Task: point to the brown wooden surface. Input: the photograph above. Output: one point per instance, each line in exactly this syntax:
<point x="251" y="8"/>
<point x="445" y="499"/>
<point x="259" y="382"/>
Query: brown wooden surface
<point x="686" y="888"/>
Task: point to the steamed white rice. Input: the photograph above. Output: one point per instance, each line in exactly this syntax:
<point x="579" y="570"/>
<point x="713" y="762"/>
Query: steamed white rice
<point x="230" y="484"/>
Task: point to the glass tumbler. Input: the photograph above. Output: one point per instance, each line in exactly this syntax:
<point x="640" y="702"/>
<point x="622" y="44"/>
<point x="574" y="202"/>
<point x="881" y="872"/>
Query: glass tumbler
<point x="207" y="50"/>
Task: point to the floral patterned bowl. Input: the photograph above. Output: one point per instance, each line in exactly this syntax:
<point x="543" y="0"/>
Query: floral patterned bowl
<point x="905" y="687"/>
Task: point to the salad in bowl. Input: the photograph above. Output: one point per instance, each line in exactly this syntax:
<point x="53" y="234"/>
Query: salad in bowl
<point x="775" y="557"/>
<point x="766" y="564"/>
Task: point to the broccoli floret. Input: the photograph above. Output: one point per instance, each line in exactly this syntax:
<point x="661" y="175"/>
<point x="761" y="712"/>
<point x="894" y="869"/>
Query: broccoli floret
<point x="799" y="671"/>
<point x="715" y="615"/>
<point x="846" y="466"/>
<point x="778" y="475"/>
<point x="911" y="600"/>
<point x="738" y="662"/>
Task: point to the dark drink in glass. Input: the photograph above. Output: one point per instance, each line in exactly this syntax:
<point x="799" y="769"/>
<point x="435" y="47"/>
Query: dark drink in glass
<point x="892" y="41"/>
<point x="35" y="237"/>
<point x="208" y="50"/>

———

Quote only the lines from the one containing "Task: point to the steamed" through the final line of the records, with both ends included.

** WRITTEN RESPONSE **
Task: point to the steamed white rice. Input: the photograph above. Output: one point per instance, each line in exactly this syntax:
<point x="579" y="570"/>
<point x="713" y="762"/>
Query: steamed white rice
<point x="230" y="484"/>
Task: point to the glass tumbler. Input: the photograph above. Output: one point per instance, each line in exactly this syntax:
<point x="640" y="702"/>
<point x="622" y="44"/>
<point x="574" y="202"/>
<point x="881" y="872"/>
Query: glass tumbler
<point x="207" y="50"/>
Task: point to the floral patterned bowl. Input: the photograph above. Output: one point per instance, each line in exactly this syntax:
<point x="543" y="0"/>
Query: floral patterned bowl
<point x="905" y="687"/>
Task: point to the salad in bowl. Input: the photograph above. Output: one point per instance, each line in exactly this syntax:
<point x="53" y="234"/>
Query: salad in bowl
<point x="775" y="557"/>
<point x="766" y="564"/>
Task: point to the broccoli floret. Input: the photograph above. Output: one point per instance, each line in exactly this syntax:
<point x="661" y="175"/>
<point x="761" y="712"/>
<point x="894" y="869"/>
Query: broccoli floret
<point x="799" y="671"/>
<point x="715" y="615"/>
<point x="846" y="466"/>
<point x="778" y="475"/>
<point x="911" y="600"/>
<point x="738" y="662"/>
Task: point to the dark drink in glass. Input: the photograph above. Output: one point per instance, each line in exactly this syntax:
<point x="799" y="769"/>
<point x="435" y="47"/>
Query: dark drink in glass
<point x="892" y="41"/>
<point x="35" y="237"/>
<point x="208" y="50"/>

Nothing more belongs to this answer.